**Exercise directions:** Exactly as they appear, output all of the records. Skip any images.

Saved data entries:

»»

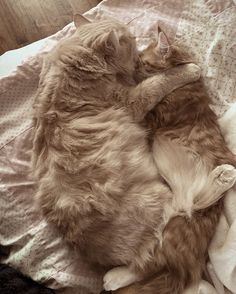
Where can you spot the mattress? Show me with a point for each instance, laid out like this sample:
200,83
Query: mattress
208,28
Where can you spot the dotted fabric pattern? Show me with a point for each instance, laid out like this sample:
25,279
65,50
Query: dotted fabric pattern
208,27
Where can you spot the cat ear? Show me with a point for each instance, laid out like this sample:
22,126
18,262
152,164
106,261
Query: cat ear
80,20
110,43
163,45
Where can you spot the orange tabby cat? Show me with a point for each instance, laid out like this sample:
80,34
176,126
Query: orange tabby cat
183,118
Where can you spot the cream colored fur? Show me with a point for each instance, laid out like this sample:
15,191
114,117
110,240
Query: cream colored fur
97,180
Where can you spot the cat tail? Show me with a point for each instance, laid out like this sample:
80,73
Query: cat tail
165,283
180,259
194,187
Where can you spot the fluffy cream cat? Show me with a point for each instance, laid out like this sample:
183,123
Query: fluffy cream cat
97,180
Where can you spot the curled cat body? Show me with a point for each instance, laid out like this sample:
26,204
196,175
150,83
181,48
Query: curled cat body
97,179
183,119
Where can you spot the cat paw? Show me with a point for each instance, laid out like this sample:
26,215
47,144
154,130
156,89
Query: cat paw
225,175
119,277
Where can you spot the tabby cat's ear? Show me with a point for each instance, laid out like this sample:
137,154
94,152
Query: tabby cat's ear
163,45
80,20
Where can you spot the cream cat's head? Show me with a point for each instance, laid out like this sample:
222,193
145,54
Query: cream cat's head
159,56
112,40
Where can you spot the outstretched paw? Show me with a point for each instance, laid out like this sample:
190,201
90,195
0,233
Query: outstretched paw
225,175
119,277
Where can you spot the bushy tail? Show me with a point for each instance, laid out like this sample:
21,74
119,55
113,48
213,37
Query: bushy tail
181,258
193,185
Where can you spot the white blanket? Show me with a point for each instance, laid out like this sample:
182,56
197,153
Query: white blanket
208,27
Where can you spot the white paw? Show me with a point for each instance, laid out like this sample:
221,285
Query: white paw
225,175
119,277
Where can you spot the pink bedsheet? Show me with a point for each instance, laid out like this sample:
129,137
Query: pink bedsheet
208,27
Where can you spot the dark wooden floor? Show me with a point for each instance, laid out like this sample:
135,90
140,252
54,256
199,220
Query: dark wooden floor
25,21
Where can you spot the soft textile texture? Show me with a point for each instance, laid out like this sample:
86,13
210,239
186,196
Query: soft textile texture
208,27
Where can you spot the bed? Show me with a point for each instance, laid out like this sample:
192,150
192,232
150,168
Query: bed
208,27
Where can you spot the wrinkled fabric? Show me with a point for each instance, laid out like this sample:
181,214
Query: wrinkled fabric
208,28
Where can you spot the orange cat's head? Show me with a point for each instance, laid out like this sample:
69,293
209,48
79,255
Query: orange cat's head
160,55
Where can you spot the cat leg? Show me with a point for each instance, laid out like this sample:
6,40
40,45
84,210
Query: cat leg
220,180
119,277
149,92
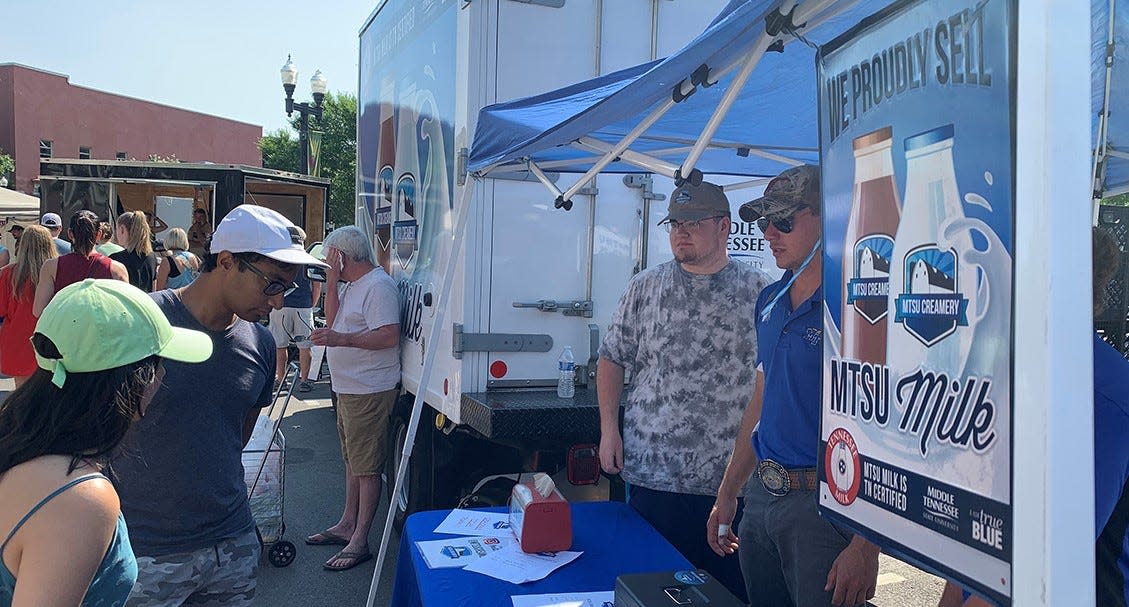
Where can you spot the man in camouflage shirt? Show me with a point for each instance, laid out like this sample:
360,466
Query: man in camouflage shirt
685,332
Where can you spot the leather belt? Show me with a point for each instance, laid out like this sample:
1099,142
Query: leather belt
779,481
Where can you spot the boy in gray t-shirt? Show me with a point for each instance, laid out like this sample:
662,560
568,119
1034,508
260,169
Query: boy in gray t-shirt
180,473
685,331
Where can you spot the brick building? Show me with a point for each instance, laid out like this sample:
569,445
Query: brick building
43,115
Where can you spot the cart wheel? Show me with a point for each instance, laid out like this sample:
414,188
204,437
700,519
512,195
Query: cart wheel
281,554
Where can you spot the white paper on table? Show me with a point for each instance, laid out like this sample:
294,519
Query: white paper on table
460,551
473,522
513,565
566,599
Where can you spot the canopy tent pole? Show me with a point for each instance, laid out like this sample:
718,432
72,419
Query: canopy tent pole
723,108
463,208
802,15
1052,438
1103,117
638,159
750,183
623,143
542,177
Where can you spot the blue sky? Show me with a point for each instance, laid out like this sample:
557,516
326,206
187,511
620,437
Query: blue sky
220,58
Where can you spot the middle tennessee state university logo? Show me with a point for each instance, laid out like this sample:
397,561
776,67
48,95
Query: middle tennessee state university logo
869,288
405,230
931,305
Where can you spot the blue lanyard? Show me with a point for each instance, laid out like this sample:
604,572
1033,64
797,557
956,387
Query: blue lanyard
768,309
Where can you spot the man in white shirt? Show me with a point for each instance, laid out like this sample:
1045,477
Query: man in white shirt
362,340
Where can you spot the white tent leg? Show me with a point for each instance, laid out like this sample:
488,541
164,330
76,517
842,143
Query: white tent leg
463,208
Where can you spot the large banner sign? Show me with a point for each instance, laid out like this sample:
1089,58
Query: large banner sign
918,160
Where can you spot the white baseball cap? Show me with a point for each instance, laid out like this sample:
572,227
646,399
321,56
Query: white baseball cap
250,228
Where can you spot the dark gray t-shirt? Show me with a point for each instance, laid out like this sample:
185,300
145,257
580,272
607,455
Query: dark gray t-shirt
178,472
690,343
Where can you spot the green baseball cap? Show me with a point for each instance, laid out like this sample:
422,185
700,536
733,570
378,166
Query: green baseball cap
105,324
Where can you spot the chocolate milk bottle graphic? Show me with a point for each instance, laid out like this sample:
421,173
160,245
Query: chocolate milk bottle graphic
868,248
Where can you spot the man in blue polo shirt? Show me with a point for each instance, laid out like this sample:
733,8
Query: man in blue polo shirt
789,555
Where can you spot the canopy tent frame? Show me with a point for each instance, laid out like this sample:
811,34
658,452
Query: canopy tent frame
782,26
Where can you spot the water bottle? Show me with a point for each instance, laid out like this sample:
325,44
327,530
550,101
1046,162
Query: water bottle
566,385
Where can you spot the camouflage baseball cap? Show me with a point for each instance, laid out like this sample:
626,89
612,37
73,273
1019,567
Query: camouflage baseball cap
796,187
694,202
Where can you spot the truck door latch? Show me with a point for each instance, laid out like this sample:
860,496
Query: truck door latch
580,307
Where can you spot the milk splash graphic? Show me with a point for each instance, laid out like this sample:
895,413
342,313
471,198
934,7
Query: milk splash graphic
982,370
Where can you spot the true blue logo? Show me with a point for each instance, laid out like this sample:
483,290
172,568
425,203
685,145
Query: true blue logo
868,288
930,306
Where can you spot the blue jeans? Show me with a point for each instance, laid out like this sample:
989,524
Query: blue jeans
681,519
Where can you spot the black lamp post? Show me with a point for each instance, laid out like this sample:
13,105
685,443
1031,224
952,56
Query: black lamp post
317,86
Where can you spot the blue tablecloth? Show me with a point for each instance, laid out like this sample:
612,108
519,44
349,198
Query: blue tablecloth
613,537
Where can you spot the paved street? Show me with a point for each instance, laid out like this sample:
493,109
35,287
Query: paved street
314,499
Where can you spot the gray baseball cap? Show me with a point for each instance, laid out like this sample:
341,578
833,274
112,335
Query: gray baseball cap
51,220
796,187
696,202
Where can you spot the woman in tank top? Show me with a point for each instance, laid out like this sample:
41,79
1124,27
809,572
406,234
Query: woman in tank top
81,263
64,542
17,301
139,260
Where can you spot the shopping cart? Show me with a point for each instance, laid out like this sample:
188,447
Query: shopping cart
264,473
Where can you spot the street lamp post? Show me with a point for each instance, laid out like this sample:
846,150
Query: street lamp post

««

**Response below:**
Where can you spot the mattress? Show me with a point for each instance, laid out like this sample:
200,83
Query: mattress
208,28
Where can you spot the dotted fabric pattern? Show me with a point for each instance, laid out like this sample:
25,279
65,50
Query: dotted fabric pattern
208,27
Where can you spot the cat ear? Show me with a point for each instance, laid out like this sample:
22,126
18,262
152,164
106,261
Query: cat ear
80,20
110,43
163,45
Where can you spot the orange tabby cat? Show me with a point for each instance, laid out like this sample:
80,34
176,126
Query: orange tabby cat
183,118
Where can you spot the cream colored fur? Show me with a point for each instance, laid out like this sample:
15,191
114,117
110,240
Query: cream colored fur
97,180
Where can you spot the cat tail? Show me with a point for each instance, laid out like this sample:
80,73
Query: cat tail
165,283
180,259
194,187
Where can you spot the fluffy cream cat? Show me with a point for each instance, laid out like this sample:
183,123
Query: fluffy cream cat
97,180
Where can you spot the curled cat body? Show me with a point for each instance, laid out like this sample:
26,204
196,175
150,83
181,48
Query: curled cat body
97,179
183,119
Where can you spot the cat paw? Show me with a point for each instance, laid out like this sample:
26,215
47,144
154,130
156,89
Query: cat paw
225,175
119,277
Where can you spot the tabby cat's ear? Show me with a point for each instance, laid out like this sample:
137,154
94,152
Query: tabby cat's ear
163,45
80,20
Where can you spot the cream cat's head? Show me with a point for each instance, laid out like this sample:
222,193
145,54
Query: cream cat's head
159,56
112,40
Where can you spot the outstretched paw? Show me with a point for each instance, laid out like this sample:
190,201
90,195
0,233
Query: outstretched paw
225,175
119,277
Where can you spot the bushy tail? Show me with a point for each instance, laid out like this sample:
21,74
119,55
113,48
213,37
Query: bushy tail
181,258
193,185
Where can you spot the white blanket? Show me with a point for each instance, laid out like this sample:
182,56
197,153
Query: white blanket
208,27
Where can you spot the white paw? Show me with a point for each instance, laid out like this sample:
221,285
Query: white paw
225,175
119,277
Where can you spot the pink bedsheet? Show me with a point for each instance, laid out like this sample:
129,137
Query: pink bedsheet
208,27
Where can you spot the dark wooden floor? Show me with a point for each instance, laid out like this sample:
135,90
140,252
54,256
199,220
Query: dark wooden floor
25,21
Where can you spot the soft textile texture? Show me with a point for each instance, laid out like this sample:
86,13
210,239
186,196
Query: soft textile texture
208,27
Where can you spot the bed? Show me with a point for each instance, laid out like this sample:
192,150
192,232
150,168
Query: bed
208,27
Where can you spot the wrinkled fabric? Show me with a point for each instance, laid out like this sample:
181,214
Query: wrinkled fabric
208,28
Where can you spot the orange cat's head? Show me with a point for each instance, laid out like this sample:
69,293
209,48
79,255
Query: orange cat's head
160,55
Where can you spot the cat leg? Show me with a point for each instance, laid out like this sample:
6,40
40,45
84,210
Query: cat leg
220,180
119,277
149,92
Where can you spot the man in camouflage shirt? Show me with a point for each instance, laid out like this sample:
360,466
Query: man in camouflage shirt
685,332
Where can you spot the leather belt? Show me with a point for each instance, laid out like this sample:
1099,142
Query: leather belt
779,481
Where can you spot the boy in gray t-shirt? Show me with a point for each instance, laid out like this sample:
662,560
568,119
1034,508
260,169
Query: boy in gray t-shirt
180,473
685,331
Where can you spot the brick building? Show me with a point for each instance, laid out like this sample:
569,445
Query: brick building
43,115
Where can you spot the cart wheel? Show me with a point for each instance, laid out like this sample:
414,188
204,437
700,519
512,195
Query: cart wheel
281,554
Where can you spot the white paper on table? Show me with a point for each instance, laid out like this sample:
294,519
Query: white paper on table
460,551
473,522
513,565
566,599
Where can you spot the canopy tent pole? Show me with a point for each instance, laid out like this sample:
718,432
72,419
Query: canopy tent pole
723,108
463,208
802,15
1052,438
1103,117
638,159
750,183
623,143
542,177
Where can you spot the blue sky? Show me with a point for each instance, laid out like this sample:
557,516
326,206
187,511
620,437
Query: blue sky
220,58
Where can you spot the middle tennessee state university logo? Show me with a point for each instance, laid out like this sample:
397,561
776,67
48,95
Query: middle tennessee state university logo
869,288
405,230
931,305
Where can you spot the blue lanyard? Show me with a point for each instance, laid out like this sample:
604,572
1033,64
797,557
956,387
Query: blue lanyard
768,309
Where can you spot the man in white shirt? Show me with a point for each instance, laid out like this sample:
1045,477
Query: man in white shirt
362,340
Where can you spot the white tent leg? Show me with a point for each instance, laid out like this sample:
488,541
164,330
76,517
842,143
Query: white tent leg
463,208
Where can you spot the large banner sign? Show me with a point for each instance, laid out like this sample:
1089,58
Query: large banner sign
918,160
Where can you spot the white baseball cap? Show me with a point for each instance, laid out like this sample:
572,227
646,399
321,56
Query: white baseball cap
250,228
Where can you spot the dark gray t-shirt? Show me with a point for each instance, laid out like this sample:
185,300
145,257
580,272
607,455
Query: dark gray t-shirt
178,472
690,343
Where can you spot the green baseball cap? Show me with a point for each instance, laid out like this sample:
422,185
700,536
733,570
378,166
Query: green baseball cap
105,324
Where can you spot the chocolate milk bottle graphic? Show me with a point for each instance, laid out like this sample:
421,173
160,245
Query: chocolate milk bottle graphic
868,248
Where can you spot the man in blue polo shirt? Show me with a point for each instance, laid out like this sample:
733,8
Query: man in blue polo shirt
789,555
Where can you spot the canopy tent frame? Show me with a point for each instance, laid out like this sample:
811,34
658,452
Query: canopy tent frame
782,26
Where can you spot the water bottle? Show me with a point for each instance, laid out like this sample:
325,44
327,530
550,101
1046,162
Query: water bottle
566,385
Where can you spot the camouflage baseball cap? Show me with a point for each instance, laid out like this sample:
626,89
612,37
73,273
1019,567
Query: camouflage baseball cap
796,187
694,202
Where can you spot the truck door latch? Show me with a point for each instance, laid out like this sample:
860,496
Query: truck door latch
580,307
Where can you spot the milk splash graphic? Show me with a point for each instance, laid out like this sample:
895,413
342,313
471,198
934,7
Query: milk splash graphic
982,370
Where can you spot the true blue logo? Show me with a point for each instance, laid out like this sample:
483,290
172,568
425,203
685,145
Query: true blue logo
868,288
930,306
Where can you spot the blue jeans? Show me with a point for each instance, laid out like this sample:
989,524
Query: blue jeans
681,519
Where can you spot the black lamp post? Show me with a point for each instance, laid out like this sample:
13,105
685,443
1031,224
952,56
Query: black lamp post
317,86
Where can you spot the blue tablecloth? Show me with a point for each instance, laid out like this sample:
612,108
519,44
349,198
Query: blue tablecloth
613,537
Where can you spot the paved street? Show me with a point for each instance, laid out like this sample:
493,109
35,287
Query: paved street
314,499
Where can you spot the gray baseball cap? Show me with a point for each instance, laid out like this sample:
341,578
833,274
112,335
Query: gray baseball cap
51,220
796,187
696,202
Where can you spot the woman in tank top? Show me with a point for each instance, laid out like this sample:
41,79
1124,27
809,572
406,234
Query: woman in tank top
81,263
64,542
17,301
139,260
Where can you spot the shopping cart? Show me with a point for each instance, laid out like this sample:
188,447
Query: shopping cart
264,473
Where can you spot the street lamp post? Show me with a point for each instance, laid out like this sample:
846,150
Query: street lamp post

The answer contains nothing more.